Please give the entries again in full and exactly, without any picture.

* _Data for processing_
◆ ◆ ◆

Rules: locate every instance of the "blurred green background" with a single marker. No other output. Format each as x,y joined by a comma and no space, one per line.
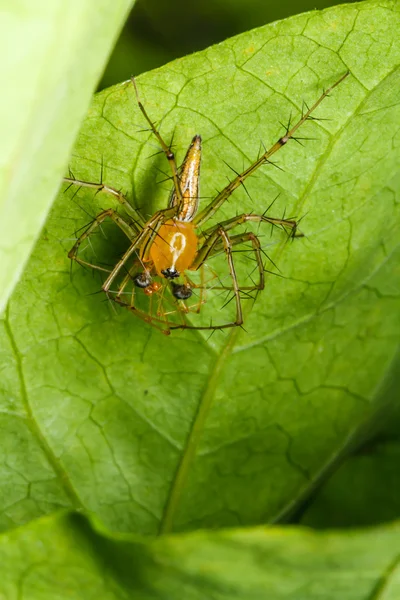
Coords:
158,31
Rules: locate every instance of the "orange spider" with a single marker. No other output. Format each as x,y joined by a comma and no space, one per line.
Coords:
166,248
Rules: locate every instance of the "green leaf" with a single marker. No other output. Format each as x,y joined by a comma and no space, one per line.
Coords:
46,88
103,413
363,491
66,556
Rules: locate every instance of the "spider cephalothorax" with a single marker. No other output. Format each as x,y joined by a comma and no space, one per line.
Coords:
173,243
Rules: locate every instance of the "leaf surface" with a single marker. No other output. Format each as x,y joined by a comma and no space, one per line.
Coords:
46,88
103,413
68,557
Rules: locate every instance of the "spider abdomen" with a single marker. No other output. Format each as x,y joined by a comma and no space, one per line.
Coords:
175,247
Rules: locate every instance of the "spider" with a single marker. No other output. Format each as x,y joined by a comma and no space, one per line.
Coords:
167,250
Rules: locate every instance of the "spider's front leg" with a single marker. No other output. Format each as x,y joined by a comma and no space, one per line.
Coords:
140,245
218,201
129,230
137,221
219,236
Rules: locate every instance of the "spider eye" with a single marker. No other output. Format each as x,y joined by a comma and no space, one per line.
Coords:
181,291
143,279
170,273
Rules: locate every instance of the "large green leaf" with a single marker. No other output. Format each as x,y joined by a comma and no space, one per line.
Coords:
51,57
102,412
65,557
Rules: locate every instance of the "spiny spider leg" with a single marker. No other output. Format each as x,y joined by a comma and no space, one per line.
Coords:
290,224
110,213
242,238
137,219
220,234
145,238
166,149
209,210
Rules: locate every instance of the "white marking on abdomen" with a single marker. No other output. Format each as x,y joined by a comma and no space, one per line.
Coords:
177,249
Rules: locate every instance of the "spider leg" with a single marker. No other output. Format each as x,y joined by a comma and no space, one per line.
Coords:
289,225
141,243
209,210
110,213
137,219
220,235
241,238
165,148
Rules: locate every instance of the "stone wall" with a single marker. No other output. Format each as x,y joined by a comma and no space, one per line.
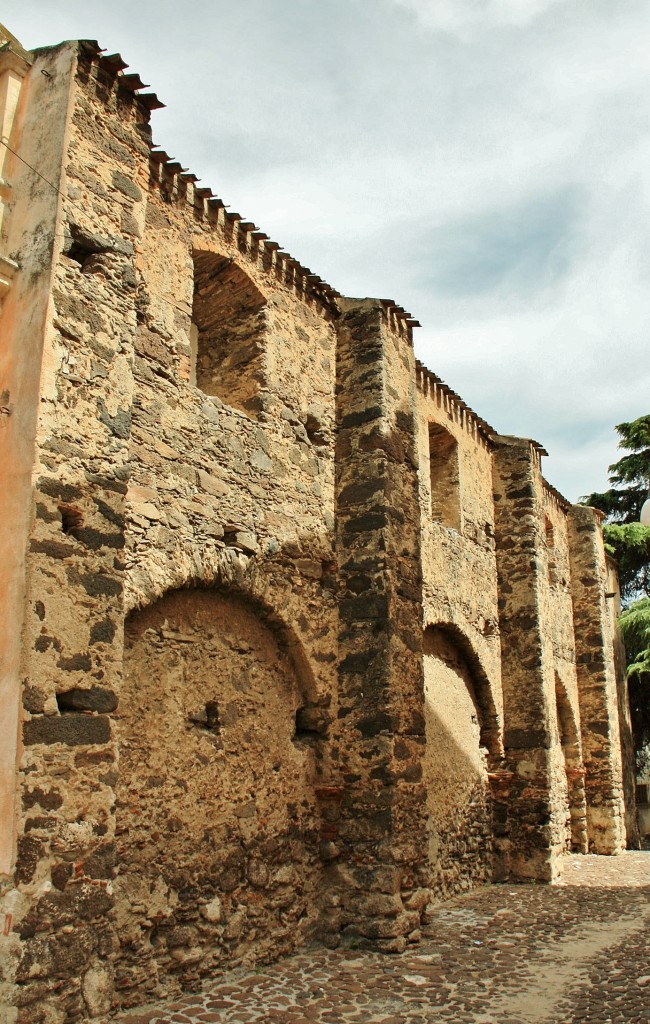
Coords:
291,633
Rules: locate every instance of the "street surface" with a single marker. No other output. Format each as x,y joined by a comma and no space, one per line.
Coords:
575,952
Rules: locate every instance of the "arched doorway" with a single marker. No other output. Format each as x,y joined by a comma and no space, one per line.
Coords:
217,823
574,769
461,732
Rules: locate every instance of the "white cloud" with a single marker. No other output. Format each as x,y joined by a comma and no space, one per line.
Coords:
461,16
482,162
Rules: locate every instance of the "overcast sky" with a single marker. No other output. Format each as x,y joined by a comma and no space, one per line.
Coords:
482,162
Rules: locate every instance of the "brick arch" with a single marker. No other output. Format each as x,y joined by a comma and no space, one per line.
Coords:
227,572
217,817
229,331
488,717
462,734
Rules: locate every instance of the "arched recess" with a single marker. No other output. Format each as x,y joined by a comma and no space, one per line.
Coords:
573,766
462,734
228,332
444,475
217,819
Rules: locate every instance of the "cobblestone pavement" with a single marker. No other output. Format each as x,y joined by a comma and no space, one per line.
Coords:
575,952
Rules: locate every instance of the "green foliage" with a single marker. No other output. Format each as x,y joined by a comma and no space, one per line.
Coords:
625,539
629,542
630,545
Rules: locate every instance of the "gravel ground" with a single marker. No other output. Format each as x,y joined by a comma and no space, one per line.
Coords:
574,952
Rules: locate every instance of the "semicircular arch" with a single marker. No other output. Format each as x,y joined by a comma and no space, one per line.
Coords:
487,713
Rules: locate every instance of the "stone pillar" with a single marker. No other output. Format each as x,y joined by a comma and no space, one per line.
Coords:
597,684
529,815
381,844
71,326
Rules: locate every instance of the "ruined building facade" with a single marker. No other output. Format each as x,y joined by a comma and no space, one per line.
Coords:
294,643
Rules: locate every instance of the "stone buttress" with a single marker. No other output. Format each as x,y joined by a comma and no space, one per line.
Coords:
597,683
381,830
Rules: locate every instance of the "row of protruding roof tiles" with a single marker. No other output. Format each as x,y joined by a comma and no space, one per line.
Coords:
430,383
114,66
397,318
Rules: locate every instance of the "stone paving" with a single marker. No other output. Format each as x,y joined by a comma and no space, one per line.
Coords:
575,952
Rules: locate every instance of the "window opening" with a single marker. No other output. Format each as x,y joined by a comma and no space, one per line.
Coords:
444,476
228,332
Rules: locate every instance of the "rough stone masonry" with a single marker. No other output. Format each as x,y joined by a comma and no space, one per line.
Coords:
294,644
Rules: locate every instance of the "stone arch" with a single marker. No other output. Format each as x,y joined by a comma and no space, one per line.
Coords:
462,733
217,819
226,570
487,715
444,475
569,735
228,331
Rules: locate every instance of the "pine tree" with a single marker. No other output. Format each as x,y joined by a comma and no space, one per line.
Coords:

◆ ◆ ◆

* _Reply_
Rules: locate every instance of the "blurred green background" with a single marker. No other output. Format each as x,y joined by a comma and no space, one per line.
Coords:
158,31
Rules: locate every instance of the "orange spider" with a single marker. No other output. Format each as x,y joined by a comma and no space, one per line.
Coords:
166,248
Rules: locate every instance of the "green leaf" with a single marker. No other output. Format each as x,y joined by a comma and no space, one per line.
Coords:
46,88
103,413
363,491
66,556
Rules: locate every instance of the "spider cephalothorax" with a single marker. No other output. Format each as x,y joined by a comma and no space, one per line.
Coords:
173,243
Rules: locate every instance of the "leaf surface" with a single marker. No other output. Format each as x,y joined by a comma and no space, one per line.
Coords:
46,88
103,413
68,557
Rules: locate every instance of the "spider abdomen" with a single marker. No other output. Format each as x,y joined by a comma and no space, one per line.
Coords:
175,247
Rules: locate every instance of the "spider" with a single marker. No other output. Format each as x,y joined by a comma and no space, one per line.
Coords:
167,250
Rules: locate every instance of the "spider's front leg" with a single marker. No other output. Format each as x,y joined by a comma and no space, one per line.
Coords:
140,245
218,201
129,230
137,221
219,236
Rules: locate every instance of the "spider eye" with a single marker. No other output. Format each as x,y joined by a comma and no space, one per line.
Coords:
181,291
143,279
170,273
Rules: locate every instance of the "large green leaf" with a single marker. No other output. Format each as x,y joined by a comma and no space, one per line.
Coords:
51,57
102,412
65,557
Rules: locate every instance of the "spiny spider leg" with a single marker. No other output. Format each as x,y joined by a comma and no space, one per line.
Coords:
290,224
110,213
242,238
137,219
220,234
145,238
166,149
209,210
Rules: locate every instance of the "white marking on abdomen" with a single marker. No other output. Format each as x,y joined by a comma and no space, one per line.
Coords:
177,249
Rules: locate every instance of the "spider leg" with a single marker. No other output. Format each as x,y joined by a comma and no space, one per line.
Coords:
289,225
141,243
209,210
110,213
137,219
220,235
241,238
165,148
Rules: locate every instance of the "stone wall" with a single marker. No other output. Format each as x,y joined by a comma and no space, one per line.
Coords:
291,633
Rules: locate every instance of the "street surface" with a single marker. No other output. Format each as x,y joined by a comma and no space, one per line.
Coords:
575,952
Rules: locate every instance of the "arched doorway" with a single marker. No other output. Format each as x,y joined by a comma and no space, one per line.
Coords:
217,823
574,769
461,732
Rules: locate every instance of the "white cloud" with a single marker. No other output. Format each as x,y joined by a comma and no space, one per line.
Coords:
461,16
482,162
Rules: locate every instance of the "overcast sky" with a single marker. No other output. Format each as x,y joined by a comma and no space, one per line.
Coords:
482,162
Rules: locate every instance of the "brick arch" with a single marker. No other output. Format each as x,y joined by a comma and no space, one per line.
Coords:
227,572
217,817
229,331
488,717
462,734
Rules: locate every instance of the "arched recess" with a single marker. No other output. Format each as x,y joined by a comma and no space, one per line.
Coords:
573,766
462,734
228,332
444,475
217,819
Rules: locate every instance of the "cobblestone pavement" with a single marker. No other output. Format each as x,y joined by a comma and no space, one per line.
Coords:
575,952
Rules: locate every instance of the "green foliage" with a single marker. No other output. Format each as x,y joined by a comma and no space, one per line.
Coords:
625,539
629,542
630,545
Rules: locate every instance of the "gravel ground" with a single marker. No other output. Format each as x,y joined by a comma and no space, one per line.
Coords:
574,952
Rules: locate every instance of the "semicircular arch" with a single marker. No other output. Format each as x,y joined by a comma and no space, one per line.
Coords:
487,713
Rules: locate every instance of the "stone pillar" with a single marker. No other output. Format each as x,y joined by a comma and no space, one per line.
Coords:
597,684
529,815
381,844
71,326
Rules: locate every instance of the "ruined building facade" with a single marker. No other output. Format each as x,y joined by a comma and no space, one per line.
Coords:
294,643
Rules: locate every instance of the "stone buttress" with a single marker. No other output. Format each as x,y joined by a comma and no space, one per line.
Coords:
597,683
381,830
Rules: locate every instance of the "row of protruding roof tiles" with a single marker. No other output. Format each as x,y joined by a comma and no space, one per line.
Coords:
430,383
114,66
397,318
Rules: locate every instance of the "stone paving" with a single marker. No other output. Format each as x,y joined by a comma and no space, one per line.
Coords:
575,952
Rules: locate every instance of the "window opening" with a single marker. No other output. Format each as x,y joined by a comma and no space, one per line.
Coords:
444,476
228,332
Rules: locate every instance of the "rough stone masonry" with a single marker. No other output. Format each as x,y joined by a comma and no space, one per line.
Coords:
294,644
Rules: locate every instance of the "stone arch" with a single marker. No other output. Format each as x,y joined by a comma and no space, one per line.
Coords:
462,733
217,819
226,570
487,715
444,475
569,735
228,331
Rules: locate every instance of the "pine tree" with a single marker. No other output. Format each as x,y joined by a comma and no space, one per line.
Coords:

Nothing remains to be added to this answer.